-- Start of AVAILABLE RECORDS --

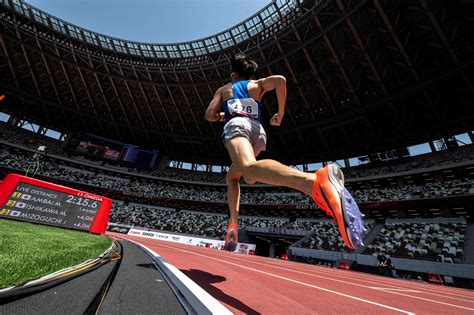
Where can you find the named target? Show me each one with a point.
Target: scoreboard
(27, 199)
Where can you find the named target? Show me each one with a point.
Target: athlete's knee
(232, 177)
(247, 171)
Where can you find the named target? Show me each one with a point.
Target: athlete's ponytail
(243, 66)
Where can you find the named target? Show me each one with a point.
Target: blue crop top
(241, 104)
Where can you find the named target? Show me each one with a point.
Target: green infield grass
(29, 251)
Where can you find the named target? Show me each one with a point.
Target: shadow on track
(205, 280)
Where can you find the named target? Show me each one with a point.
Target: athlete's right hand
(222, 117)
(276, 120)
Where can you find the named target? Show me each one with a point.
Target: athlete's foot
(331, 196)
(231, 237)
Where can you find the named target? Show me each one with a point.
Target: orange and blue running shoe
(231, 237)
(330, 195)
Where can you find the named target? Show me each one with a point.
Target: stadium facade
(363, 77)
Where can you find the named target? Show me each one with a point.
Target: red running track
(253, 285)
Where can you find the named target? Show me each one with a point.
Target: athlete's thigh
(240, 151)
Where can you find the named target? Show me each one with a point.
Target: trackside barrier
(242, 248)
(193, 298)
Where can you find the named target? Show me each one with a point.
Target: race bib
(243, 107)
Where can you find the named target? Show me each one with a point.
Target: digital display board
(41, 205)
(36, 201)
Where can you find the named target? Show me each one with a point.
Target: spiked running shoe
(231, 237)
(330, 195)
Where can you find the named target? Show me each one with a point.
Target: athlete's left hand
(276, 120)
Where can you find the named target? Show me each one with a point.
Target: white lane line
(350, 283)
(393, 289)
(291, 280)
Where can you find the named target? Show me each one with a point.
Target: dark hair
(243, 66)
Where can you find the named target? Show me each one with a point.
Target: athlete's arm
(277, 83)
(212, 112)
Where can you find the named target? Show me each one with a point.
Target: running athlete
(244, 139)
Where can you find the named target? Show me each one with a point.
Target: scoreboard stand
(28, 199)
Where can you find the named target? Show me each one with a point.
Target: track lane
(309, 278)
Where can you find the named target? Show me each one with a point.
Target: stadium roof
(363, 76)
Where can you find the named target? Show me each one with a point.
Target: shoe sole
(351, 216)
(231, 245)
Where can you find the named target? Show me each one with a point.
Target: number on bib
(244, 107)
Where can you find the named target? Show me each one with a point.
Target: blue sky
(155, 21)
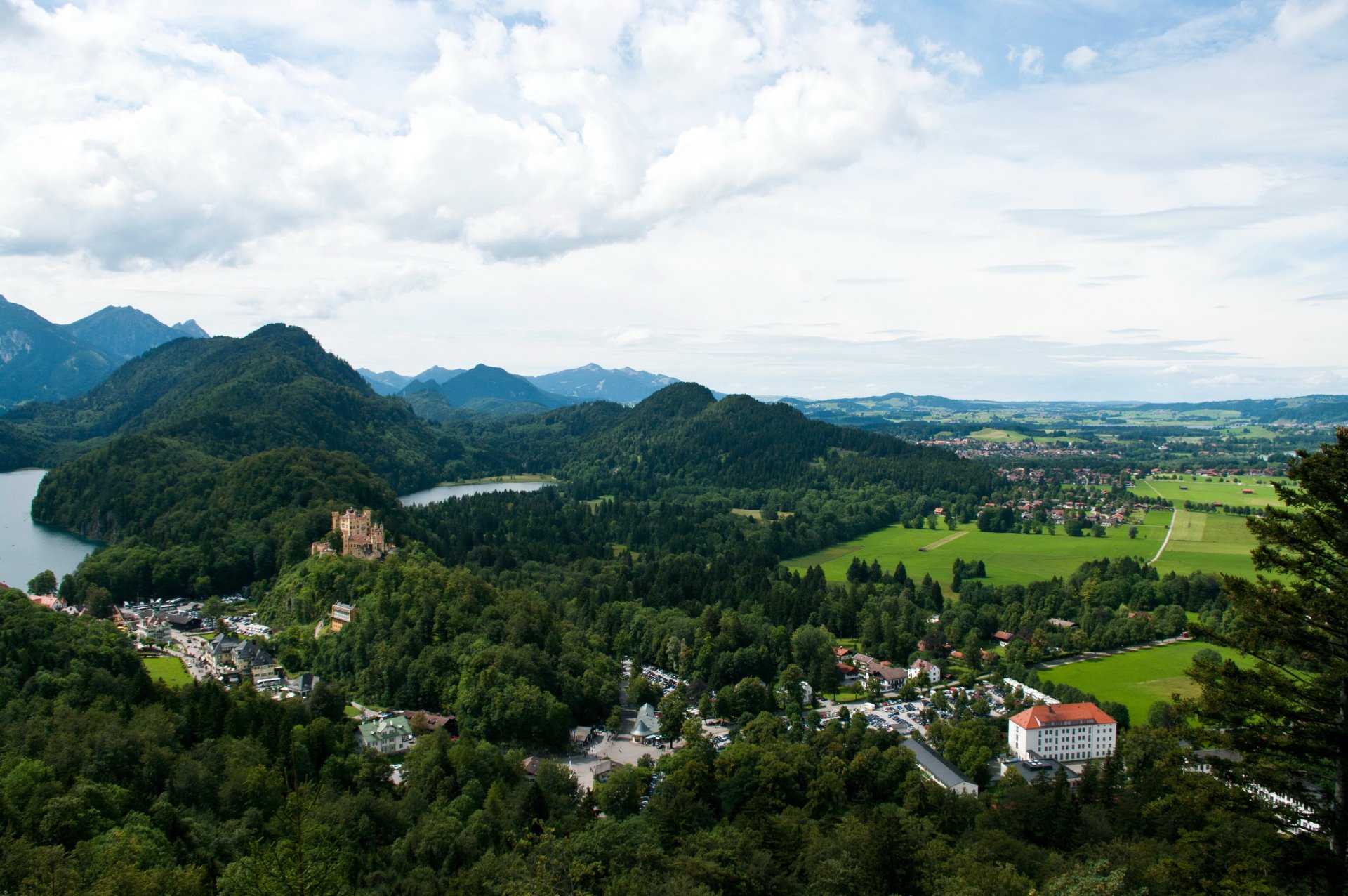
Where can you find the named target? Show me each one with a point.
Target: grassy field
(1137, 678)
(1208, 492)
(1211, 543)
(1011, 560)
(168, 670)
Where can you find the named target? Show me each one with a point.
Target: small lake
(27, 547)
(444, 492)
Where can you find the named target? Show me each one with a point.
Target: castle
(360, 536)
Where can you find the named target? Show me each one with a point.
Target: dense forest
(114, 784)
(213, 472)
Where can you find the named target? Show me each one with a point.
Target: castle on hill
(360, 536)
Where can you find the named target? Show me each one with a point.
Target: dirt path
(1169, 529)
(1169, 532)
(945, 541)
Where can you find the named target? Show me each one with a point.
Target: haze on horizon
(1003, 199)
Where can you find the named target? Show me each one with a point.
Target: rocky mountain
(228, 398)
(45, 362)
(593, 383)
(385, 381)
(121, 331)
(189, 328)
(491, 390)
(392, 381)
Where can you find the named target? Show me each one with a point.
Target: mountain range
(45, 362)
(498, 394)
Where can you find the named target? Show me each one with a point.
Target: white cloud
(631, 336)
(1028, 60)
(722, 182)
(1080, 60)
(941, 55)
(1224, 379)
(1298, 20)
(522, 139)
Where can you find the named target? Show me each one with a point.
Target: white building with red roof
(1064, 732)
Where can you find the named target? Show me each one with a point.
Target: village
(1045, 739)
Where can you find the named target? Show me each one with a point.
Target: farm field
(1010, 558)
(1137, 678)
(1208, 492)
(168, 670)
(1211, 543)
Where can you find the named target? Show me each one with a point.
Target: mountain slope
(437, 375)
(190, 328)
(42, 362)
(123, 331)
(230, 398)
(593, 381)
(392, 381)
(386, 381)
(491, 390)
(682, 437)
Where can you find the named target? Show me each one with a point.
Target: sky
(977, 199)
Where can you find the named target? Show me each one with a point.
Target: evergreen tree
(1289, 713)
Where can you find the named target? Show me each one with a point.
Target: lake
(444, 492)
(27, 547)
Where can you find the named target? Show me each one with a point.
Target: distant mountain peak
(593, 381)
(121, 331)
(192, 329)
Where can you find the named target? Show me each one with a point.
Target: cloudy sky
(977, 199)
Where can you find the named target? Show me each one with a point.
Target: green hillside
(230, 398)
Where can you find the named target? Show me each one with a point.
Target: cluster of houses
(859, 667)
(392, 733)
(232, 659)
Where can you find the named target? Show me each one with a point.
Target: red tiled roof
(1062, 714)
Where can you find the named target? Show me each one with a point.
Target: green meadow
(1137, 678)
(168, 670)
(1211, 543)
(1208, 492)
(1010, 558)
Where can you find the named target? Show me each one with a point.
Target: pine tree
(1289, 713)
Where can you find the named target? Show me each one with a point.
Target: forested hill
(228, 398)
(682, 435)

-- End of AVAILABLE RECORDS --

## THE EXERCISE
Please pull out every line of the material that contains the word "tree", treating uppercase and lowercase as different.

## THE REPLY
Target: evergreen tree
Target: pine tree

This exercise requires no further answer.